▶ [TEXT]:

BOTH boys and girls should be vaccinated, because both can contract HPV.

From MSN and NBC news:

HPV vaccine doesn't spur teen sex, study finds

Carissa Ray / msnbc.com
The HPV vaccine doesn't encourage girls to have sex, a new study says.
The HPV vaccine does not send teenage girls out seeking sex, contrary to the protests of some parents who worried about immunizing young girls against a sexually transmitted virus, researchers reported Monday.
While several surveys of teen girls suggested they would not feel free to have sex just because they’d been vaccinated against the virus, this is the first one to make sure that girls were not, in fact, more likely to engage in sexual activity after vaccination.
“We wanted to do an objective clinical survey using data,” said Robert Bednarczyk of the Kaiser Permanente Center for Health Research and Emory University in Atlanta, who led the study.
The human papillomavirus, or HPV, is the main cause of cervical cancer, as well as genital warts. It can also cause other cancers, including cancer of the mouth, head and neck, penis and anus. The vaccine protects against the main cancer-causing strains.
“In 2006, the Advisory Committee on Immunization Practices recommended that all US girls aged 11 to 12 receive the human papillomavirus (HPV) vaccine, with catch-up vaccination recommended through age 26, and administration permitted as young as 9 years,” Bednarczyk’s team wrote in their report, published in the journal Pediatrics.
Many parents were dubious about vaccinating such young girls against a sexually transmitted disease. A few, and some religious groups, said the vaccine would even encourage sexual activity.
But HPV is extremely common. The Centers for Disease Control and Prevention estimates that 20 million Americans are currently infected with HPV. Another 6 million people become newly infected each year. For most, the virus clears their system on its own, but at least 50 percent of sexually active men and women are infected at some point in their lives. Some estimates range as high as 80 percent.
“About one-third of 14- to 19-year-olds are positive for at least one HPV strain,” Bednarczyk said. And a study published in August found some girls were infected even if they'd never had sex.
Cervical cancer kills 3,870 women a year in the United States and 300,000 globally. There are two commercial vaccines -- Merck’s Gardasil and its rival, GlaxoSmithKline’s Cervarix. The idea behind starting to vaccinate 11- and 12-year-olds is to allow full immunity to build long before they ever have any kind of sexual contact for the first time.

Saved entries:
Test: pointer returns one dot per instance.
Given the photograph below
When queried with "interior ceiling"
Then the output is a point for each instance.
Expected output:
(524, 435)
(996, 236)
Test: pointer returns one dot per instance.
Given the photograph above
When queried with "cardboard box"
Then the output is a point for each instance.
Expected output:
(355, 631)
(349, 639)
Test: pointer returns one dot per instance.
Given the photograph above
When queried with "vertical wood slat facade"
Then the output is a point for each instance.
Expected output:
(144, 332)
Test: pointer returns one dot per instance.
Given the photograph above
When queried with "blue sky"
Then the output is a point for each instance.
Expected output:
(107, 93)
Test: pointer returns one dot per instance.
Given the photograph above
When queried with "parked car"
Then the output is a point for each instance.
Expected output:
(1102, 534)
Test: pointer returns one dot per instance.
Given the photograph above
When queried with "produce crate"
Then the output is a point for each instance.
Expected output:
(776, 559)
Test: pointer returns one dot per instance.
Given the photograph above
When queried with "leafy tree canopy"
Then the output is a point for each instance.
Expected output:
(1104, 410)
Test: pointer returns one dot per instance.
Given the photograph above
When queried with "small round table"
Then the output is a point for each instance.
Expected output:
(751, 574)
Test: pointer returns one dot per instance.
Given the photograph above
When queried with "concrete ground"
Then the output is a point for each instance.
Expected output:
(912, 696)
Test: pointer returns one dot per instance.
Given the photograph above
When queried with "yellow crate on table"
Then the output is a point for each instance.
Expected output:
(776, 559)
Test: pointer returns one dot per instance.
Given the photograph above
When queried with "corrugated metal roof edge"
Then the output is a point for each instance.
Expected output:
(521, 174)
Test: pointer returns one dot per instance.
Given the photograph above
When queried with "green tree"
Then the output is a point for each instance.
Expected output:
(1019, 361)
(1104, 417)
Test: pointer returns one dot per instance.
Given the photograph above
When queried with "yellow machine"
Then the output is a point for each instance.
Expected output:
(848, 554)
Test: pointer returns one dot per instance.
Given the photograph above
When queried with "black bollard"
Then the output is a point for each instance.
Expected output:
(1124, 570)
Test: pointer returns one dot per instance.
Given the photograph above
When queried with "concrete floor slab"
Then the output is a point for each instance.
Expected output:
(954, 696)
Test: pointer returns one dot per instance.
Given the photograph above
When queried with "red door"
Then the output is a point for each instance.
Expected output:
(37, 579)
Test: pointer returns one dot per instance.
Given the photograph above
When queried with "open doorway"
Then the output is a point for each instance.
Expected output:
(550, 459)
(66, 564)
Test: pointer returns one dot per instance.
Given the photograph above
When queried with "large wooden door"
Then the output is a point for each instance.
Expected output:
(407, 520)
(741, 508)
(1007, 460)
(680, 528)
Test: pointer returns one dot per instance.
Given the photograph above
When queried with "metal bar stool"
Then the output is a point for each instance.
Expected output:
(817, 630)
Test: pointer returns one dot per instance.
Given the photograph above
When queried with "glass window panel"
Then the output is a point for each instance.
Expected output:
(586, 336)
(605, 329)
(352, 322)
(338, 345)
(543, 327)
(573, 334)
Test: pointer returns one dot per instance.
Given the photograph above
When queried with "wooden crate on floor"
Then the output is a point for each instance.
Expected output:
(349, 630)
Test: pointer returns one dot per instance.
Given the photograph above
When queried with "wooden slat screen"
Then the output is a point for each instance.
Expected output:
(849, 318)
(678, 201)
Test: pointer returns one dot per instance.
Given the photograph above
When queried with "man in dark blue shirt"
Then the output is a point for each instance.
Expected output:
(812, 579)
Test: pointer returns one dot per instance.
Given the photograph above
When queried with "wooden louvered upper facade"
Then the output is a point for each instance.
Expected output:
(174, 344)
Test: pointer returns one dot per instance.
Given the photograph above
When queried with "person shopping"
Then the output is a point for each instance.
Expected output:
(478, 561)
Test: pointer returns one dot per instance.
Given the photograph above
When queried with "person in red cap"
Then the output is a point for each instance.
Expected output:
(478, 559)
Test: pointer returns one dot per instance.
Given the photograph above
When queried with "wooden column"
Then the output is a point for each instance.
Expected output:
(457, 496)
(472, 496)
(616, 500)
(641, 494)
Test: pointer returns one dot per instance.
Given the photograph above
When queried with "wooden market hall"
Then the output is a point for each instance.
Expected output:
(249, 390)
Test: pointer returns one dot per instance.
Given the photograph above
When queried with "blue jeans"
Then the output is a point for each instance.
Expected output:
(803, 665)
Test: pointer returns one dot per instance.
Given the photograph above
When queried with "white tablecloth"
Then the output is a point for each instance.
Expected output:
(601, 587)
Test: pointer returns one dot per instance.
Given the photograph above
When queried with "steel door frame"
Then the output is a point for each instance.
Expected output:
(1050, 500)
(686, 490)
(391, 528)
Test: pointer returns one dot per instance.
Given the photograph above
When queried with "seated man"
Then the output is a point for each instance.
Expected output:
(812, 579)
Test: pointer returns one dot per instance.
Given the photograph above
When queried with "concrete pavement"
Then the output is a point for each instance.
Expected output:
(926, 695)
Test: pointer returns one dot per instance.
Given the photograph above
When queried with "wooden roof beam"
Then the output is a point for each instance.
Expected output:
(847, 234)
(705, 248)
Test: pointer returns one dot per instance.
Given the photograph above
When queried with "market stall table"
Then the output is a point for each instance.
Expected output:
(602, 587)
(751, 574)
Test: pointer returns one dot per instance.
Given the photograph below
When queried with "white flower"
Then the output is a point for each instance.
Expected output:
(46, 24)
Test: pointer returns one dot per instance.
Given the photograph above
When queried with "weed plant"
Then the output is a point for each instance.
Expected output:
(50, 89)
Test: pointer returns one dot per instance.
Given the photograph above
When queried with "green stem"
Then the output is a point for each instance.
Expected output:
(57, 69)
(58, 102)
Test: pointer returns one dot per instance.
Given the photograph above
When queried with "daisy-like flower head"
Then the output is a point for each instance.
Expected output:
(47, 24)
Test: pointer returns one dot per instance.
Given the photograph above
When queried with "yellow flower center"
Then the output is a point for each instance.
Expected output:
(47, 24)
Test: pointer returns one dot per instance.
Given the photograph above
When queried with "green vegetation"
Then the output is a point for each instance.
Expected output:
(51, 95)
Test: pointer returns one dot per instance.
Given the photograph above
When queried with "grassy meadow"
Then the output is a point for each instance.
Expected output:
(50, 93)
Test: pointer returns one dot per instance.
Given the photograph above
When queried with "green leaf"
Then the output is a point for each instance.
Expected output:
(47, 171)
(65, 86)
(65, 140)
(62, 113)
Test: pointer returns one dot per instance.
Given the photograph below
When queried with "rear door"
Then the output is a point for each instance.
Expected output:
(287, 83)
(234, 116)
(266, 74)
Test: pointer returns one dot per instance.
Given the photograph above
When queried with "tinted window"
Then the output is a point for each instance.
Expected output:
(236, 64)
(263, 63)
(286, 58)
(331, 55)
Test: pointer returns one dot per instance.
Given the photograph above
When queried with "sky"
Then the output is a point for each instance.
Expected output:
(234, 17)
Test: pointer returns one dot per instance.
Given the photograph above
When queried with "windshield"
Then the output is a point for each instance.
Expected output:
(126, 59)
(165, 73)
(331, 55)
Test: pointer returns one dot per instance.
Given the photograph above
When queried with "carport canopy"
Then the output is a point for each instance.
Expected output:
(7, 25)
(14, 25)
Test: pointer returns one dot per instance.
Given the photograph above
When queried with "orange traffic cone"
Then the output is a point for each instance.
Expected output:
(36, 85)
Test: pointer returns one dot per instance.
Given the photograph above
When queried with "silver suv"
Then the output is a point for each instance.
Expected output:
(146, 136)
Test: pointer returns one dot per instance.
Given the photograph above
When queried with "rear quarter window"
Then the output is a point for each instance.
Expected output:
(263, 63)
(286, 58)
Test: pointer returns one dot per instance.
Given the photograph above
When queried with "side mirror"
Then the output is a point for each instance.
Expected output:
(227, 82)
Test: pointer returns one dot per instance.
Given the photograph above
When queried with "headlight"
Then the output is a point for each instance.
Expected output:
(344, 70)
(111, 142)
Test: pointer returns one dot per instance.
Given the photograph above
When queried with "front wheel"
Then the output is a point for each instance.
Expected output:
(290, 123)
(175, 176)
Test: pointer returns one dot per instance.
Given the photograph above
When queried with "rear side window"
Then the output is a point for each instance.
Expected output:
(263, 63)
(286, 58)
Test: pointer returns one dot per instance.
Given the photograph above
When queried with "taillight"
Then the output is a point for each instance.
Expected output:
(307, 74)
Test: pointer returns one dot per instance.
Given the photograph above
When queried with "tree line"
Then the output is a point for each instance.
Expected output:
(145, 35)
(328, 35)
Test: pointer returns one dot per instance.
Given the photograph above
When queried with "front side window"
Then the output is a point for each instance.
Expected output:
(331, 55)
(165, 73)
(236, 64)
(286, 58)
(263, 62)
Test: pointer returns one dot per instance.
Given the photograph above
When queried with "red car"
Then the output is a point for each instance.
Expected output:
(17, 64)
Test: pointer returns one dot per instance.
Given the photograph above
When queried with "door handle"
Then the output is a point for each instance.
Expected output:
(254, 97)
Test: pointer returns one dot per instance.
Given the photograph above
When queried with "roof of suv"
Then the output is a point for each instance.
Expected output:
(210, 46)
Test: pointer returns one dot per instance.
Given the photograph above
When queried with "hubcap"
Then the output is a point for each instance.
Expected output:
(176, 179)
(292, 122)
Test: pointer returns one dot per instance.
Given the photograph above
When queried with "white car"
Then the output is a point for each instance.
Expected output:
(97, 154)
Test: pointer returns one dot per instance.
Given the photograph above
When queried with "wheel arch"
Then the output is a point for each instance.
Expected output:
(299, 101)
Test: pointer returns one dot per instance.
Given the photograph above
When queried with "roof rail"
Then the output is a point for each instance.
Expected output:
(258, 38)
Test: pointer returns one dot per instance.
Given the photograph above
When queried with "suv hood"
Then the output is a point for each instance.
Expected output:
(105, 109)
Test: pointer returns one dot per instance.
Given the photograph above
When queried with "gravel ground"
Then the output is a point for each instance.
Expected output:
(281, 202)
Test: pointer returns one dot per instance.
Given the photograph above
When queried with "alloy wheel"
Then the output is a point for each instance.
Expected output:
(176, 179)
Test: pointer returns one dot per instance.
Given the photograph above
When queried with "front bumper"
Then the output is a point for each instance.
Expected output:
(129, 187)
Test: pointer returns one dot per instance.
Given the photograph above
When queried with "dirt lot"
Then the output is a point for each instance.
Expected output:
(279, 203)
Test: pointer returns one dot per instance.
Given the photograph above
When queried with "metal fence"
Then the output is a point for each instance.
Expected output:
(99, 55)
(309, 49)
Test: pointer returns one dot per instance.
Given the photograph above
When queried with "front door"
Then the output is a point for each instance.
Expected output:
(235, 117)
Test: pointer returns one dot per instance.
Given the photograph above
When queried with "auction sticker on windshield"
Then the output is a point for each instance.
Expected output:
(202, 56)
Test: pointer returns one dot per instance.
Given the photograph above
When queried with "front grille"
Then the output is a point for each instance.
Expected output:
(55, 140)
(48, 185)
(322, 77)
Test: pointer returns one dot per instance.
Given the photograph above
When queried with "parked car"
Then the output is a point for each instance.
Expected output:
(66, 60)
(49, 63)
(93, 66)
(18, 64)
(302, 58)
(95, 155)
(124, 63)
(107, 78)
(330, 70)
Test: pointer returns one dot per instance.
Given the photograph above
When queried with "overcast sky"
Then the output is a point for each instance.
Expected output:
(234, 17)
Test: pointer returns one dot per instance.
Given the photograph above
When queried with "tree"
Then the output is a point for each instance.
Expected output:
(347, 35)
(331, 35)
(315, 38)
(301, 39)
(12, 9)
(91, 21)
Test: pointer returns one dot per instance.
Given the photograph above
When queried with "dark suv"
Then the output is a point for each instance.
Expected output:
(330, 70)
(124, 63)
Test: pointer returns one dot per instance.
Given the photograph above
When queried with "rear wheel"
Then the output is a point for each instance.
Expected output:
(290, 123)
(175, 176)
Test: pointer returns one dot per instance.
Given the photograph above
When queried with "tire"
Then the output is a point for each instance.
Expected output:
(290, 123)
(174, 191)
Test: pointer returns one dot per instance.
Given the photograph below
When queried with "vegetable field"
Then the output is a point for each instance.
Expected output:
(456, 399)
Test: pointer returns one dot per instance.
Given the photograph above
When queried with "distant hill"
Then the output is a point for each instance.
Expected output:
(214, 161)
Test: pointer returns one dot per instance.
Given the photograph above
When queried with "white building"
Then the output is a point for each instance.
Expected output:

▶ [TASKS FOR THIS EXERCISE]:
1. According to the HPV vaccine text, how many women does cervical cancer kill each year in the United States?
2. Switch "extremely common" to "very widespread" and write out the stretch of the HPV vaccine text from "But HPV is extremely" through "as 80 percent.".

▶ [TASK-BY-TASK OUTPUTS]:
1. 3,870 women a year.

2.
But HPV is very widespread. The Centers for Disease Control and Prevention estimates that 20 million Americans are currently infected with HPV. Another 6 million people become newly infected each year. For most, the virus clears their system on its own, but at least 50 percent of sexually active men and women are infected at some point in their lives. Some estimates range as high as 80 percent.